SET PROBLEM: Copy every line of the material below that contains the word "keep".

DATASET ENTRIES:
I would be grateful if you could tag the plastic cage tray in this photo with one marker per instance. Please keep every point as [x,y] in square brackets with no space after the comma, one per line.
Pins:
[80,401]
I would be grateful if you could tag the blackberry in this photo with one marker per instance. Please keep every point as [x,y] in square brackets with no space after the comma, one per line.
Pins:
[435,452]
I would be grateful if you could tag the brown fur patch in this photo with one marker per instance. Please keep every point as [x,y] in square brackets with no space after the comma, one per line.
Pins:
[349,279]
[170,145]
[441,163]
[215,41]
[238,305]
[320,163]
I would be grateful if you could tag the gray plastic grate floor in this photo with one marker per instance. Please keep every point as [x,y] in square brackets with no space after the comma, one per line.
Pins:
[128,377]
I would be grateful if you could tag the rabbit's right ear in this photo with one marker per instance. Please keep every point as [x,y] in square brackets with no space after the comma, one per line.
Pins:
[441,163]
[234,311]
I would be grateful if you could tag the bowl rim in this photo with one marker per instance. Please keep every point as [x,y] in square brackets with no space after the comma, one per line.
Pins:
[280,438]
--
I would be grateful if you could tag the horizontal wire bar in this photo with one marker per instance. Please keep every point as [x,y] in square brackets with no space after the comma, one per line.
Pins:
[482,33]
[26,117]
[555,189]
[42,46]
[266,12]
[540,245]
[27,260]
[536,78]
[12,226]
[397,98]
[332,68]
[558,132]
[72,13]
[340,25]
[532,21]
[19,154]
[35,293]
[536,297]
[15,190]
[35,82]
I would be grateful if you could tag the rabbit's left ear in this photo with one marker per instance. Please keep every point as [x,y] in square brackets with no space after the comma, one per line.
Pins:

TASK RESPONSE:
I would be grateful if you could tag the plastic cage tray in this photo with one marker per instance. Please keep every point as [x,y] in square brackets with no space after the comma, one per line.
I would be grateful if you could tag the blackberry in this photo with one marker per instance. Please keep every point as [x,y] in square brackets with no space after the comma, one per line.
I would be grateful if you could tag the brown fur patch in this photo with one marker per instance. Please keep every point as [x,y] in square brackets with no space after the comma, one per line.
I would be grateful if you could tag the gray plastic grate floor in this photo with one marker per instance. Please keep every point as [x,y] in square brackets with no space after the comma, one per line.
I would be grateful if you could tag the rabbit's right ear in this photo with one marker per instance. Please keep every point as [x,y] in square brackets with no space after the comma, one per line.
I would be grateful if you could tag the bowl rim in this photo with one marker per instance. Please keep every point as [x,y] in square brackets with no space after the comma, one per line.
I would be grateful if you could tag the horizontal wire bar in this photo with one marker per instance. Please keep every point as [x,y] in square brackets with no space after the comma, one per line.
I would be grateful if you could tag the rabbit's left ear in this photo with one marker per instance. Please keep every point as [x,y] in square brackets with no space after the comma, one per line.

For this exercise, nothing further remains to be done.